* _Provided data_
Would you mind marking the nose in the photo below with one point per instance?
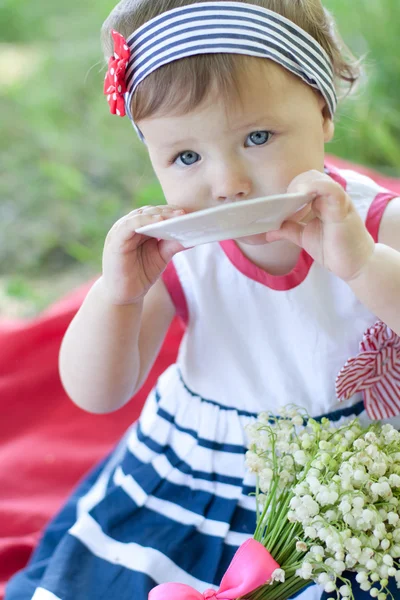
(231, 183)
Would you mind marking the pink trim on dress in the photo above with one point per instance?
(175, 290)
(375, 213)
(280, 283)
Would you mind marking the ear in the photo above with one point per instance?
(328, 125)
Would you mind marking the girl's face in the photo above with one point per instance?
(224, 152)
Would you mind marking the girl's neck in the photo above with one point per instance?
(278, 258)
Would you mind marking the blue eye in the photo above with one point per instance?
(258, 138)
(188, 158)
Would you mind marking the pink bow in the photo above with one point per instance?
(375, 372)
(251, 567)
(114, 83)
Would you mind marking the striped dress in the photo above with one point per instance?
(171, 502)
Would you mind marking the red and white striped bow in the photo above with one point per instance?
(375, 372)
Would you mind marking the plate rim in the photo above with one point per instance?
(218, 209)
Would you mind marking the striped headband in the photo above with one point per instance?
(211, 28)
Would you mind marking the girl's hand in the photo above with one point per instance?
(133, 262)
(329, 228)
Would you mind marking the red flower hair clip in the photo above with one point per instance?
(114, 83)
(375, 372)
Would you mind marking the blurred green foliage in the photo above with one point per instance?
(69, 170)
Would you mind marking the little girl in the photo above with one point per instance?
(234, 100)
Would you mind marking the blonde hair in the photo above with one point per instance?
(182, 85)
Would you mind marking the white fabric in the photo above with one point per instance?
(299, 340)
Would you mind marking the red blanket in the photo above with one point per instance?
(47, 443)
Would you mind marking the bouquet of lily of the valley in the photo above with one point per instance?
(327, 502)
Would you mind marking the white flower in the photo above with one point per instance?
(317, 552)
(370, 437)
(326, 496)
(301, 546)
(305, 571)
(388, 560)
(300, 457)
(394, 480)
(345, 507)
(254, 462)
(310, 532)
(345, 591)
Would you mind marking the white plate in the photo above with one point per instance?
(229, 221)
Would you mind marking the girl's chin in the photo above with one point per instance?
(254, 240)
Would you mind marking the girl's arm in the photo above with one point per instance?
(377, 284)
(108, 349)
(331, 230)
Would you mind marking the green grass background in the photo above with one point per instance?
(68, 170)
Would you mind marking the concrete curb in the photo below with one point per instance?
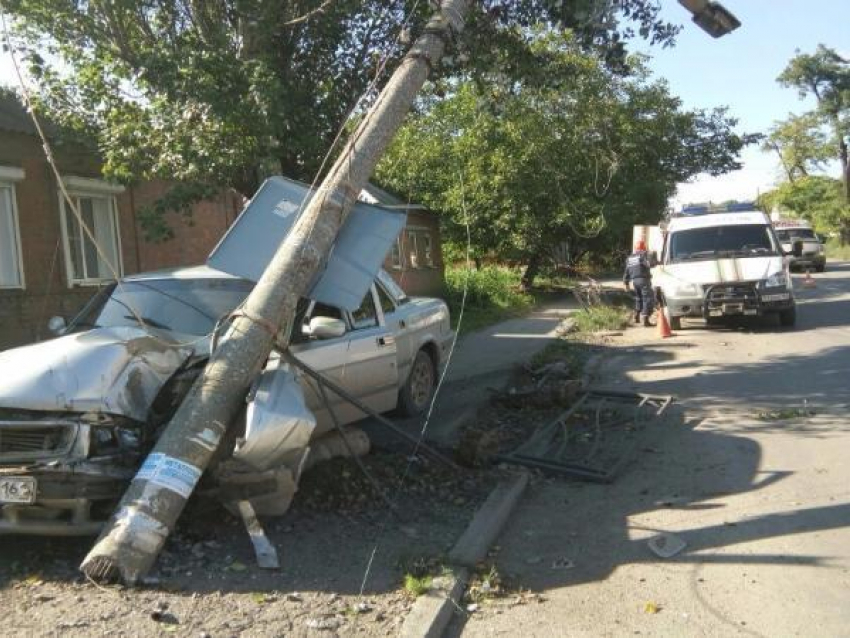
(432, 612)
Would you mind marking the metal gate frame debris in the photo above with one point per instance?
(548, 447)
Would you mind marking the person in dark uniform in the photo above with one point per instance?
(639, 276)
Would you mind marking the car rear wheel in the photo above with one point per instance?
(419, 387)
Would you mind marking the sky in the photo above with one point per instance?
(738, 70)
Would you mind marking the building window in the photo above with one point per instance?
(11, 264)
(421, 248)
(87, 262)
(395, 255)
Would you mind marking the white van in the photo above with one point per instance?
(721, 263)
(789, 231)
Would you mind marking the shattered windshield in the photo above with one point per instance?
(185, 306)
(790, 234)
(745, 240)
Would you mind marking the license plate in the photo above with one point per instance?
(17, 489)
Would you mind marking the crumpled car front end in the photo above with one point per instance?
(61, 474)
(75, 422)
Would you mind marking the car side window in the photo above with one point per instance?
(366, 316)
(323, 310)
(387, 304)
(305, 311)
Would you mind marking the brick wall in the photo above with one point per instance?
(24, 313)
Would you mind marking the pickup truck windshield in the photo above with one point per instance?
(185, 306)
(787, 235)
(746, 240)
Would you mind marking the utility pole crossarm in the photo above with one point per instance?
(148, 511)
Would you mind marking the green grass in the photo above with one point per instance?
(417, 585)
(493, 295)
(834, 250)
(598, 318)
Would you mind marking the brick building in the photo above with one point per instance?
(416, 260)
(49, 266)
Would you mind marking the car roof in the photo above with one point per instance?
(718, 219)
(184, 272)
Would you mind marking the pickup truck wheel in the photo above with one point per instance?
(416, 394)
(787, 318)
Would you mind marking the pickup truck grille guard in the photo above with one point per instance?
(719, 295)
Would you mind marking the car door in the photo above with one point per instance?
(397, 323)
(372, 359)
(329, 357)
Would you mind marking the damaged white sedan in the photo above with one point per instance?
(78, 414)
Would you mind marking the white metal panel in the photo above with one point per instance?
(363, 242)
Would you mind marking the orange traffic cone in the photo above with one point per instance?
(663, 326)
(809, 281)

* _Aim_
Reproduce the listing above verbatim, omitting the pictures.

* _Answer to the exercise_
Would you mind marking the nose in the photo below with one point per instance?
(231, 183)
Would you mind marking the pink trim on dress in the photo above with one point per instance?
(175, 290)
(375, 213)
(280, 283)
Would you mind marking the ear in the photo above with one point per instance?
(328, 125)
Would you mind marking the girl's face in the photo above with one point per instance?
(224, 152)
Would you mind marking the girl's neck in the photo above with one point per instance?
(278, 258)
Would you mind marking the blue eye in the photo above with one point per instance?
(258, 138)
(188, 158)
Would you mind marking the pink bow in the photo above with one point per instance?
(375, 372)
(251, 567)
(114, 83)
Would you mind marking the striped dress in the photo above with one point per instance?
(171, 502)
Would you mind marking the red and white striped bow in the photo above with one point per instance?
(375, 372)
Would you mind marking the plate rim in the photo above with one point per instance?
(218, 209)
Would you mind marking the striped headband in the photo above with one point per instance?
(211, 28)
Would you mind marking the girl's hand in the photo above with one point per instance?
(133, 262)
(329, 228)
Would you mind marking the red flower hair clip in the photo above with one point per instance?
(114, 83)
(375, 372)
Would you mind marking the blurred green foliage in the photo above with one point per instance?
(69, 170)
Would you mind marking the little girl in the photo above with one point per instance?
(234, 100)
Would you mind marking the blonde hair in the photo above with one point per instance?
(182, 85)
Would you mind marking the white fabric in the photo above with one point per instance?
(299, 340)
Would you mind marking the red blanket in the photo above with one point per instance?
(47, 443)
Would you mind marking the bouquet of lily of the valley in the photo above with one point per instance?
(327, 502)
Would you mind marking the white flower in the photo above with one point per instance?
(317, 552)
(370, 437)
(326, 496)
(301, 546)
(305, 571)
(388, 560)
(300, 457)
(394, 480)
(345, 507)
(254, 462)
(310, 532)
(345, 591)
Would you mind marking the white plate in the photo above with one point per instance?
(229, 221)
Would you mind marking the girl's chin in the photo above with one point per instance?
(254, 240)
Would you mind marking the girl's arm in the photo above with one point per instance?
(377, 284)
(108, 349)
(331, 230)
Would you mind marking the green grass background in the photo above with one point per instance?
(68, 170)
Would you mind marking the concrete curb in the photo below with one point per instance?
(432, 612)
Would you mind marking the metal gate frame debris in the photo above with one point per instance?
(548, 447)
Would you mind marking the person in dark uniform in the photo above with one point per instance?
(639, 276)
Would you mind marking the car rear wheel in the photo above with one point per instance?
(419, 387)
Would you mind marking the sky in the photo above with one point per instance?
(738, 70)
Would you mind marking the building window in the photo above with one point per instance?
(11, 264)
(421, 248)
(87, 262)
(395, 255)
Would you mind marking the white van in the photo above with one point per instance?
(721, 263)
(789, 231)
Would you mind marking the shattered windshield in the photo above with one point per instance?
(185, 306)
(790, 234)
(745, 240)
Would you mind marking the license plate in the photo above with one point per instance?
(17, 489)
Would you mind marking the crumpled car front end in the photo above with one point per instance?
(61, 474)
(75, 422)
Would you mind marking the car side window in the photo above with one point per instance?
(366, 316)
(323, 310)
(387, 304)
(305, 311)
Would you mind marking the brick wall in the photo above with one point per instance?
(24, 313)
Would you mind marking the pickup truck windshield in the photo above with one point per instance?
(185, 306)
(787, 235)
(746, 240)
Would you mind marking the utility pole crossarm in the photo above with one point per instance?
(148, 511)
Would you mind marking the green grass in the photo above with one point per instance?
(417, 585)
(493, 295)
(834, 250)
(598, 318)
Would you mind marking the brick building in the photo above with one point per instance?
(416, 260)
(49, 266)
Would you mind marking the car roof in the photo above with one point per instance?
(718, 219)
(184, 272)
Would you mind marking the pickup truck wheel in the photo above with one point per instance?
(416, 394)
(787, 318)
Would you mind marking the pickup truck grille guard in the photo above with one point per instance?
(719, 295)
Would you mind marking the car door in the photo above with one point per instance?
(397, 323)
(372, 359)
(329, 357)
Would you mind marking the damaged white sedan in the photo above with one point per instance?
(78, 414)
Would you mind marking the white metal panel in the photo above with one point per instance?
(363, 242)
Would you mind marking the orange traffic cone in the photo above with one point per instance?
(663, 326)
(809, 281)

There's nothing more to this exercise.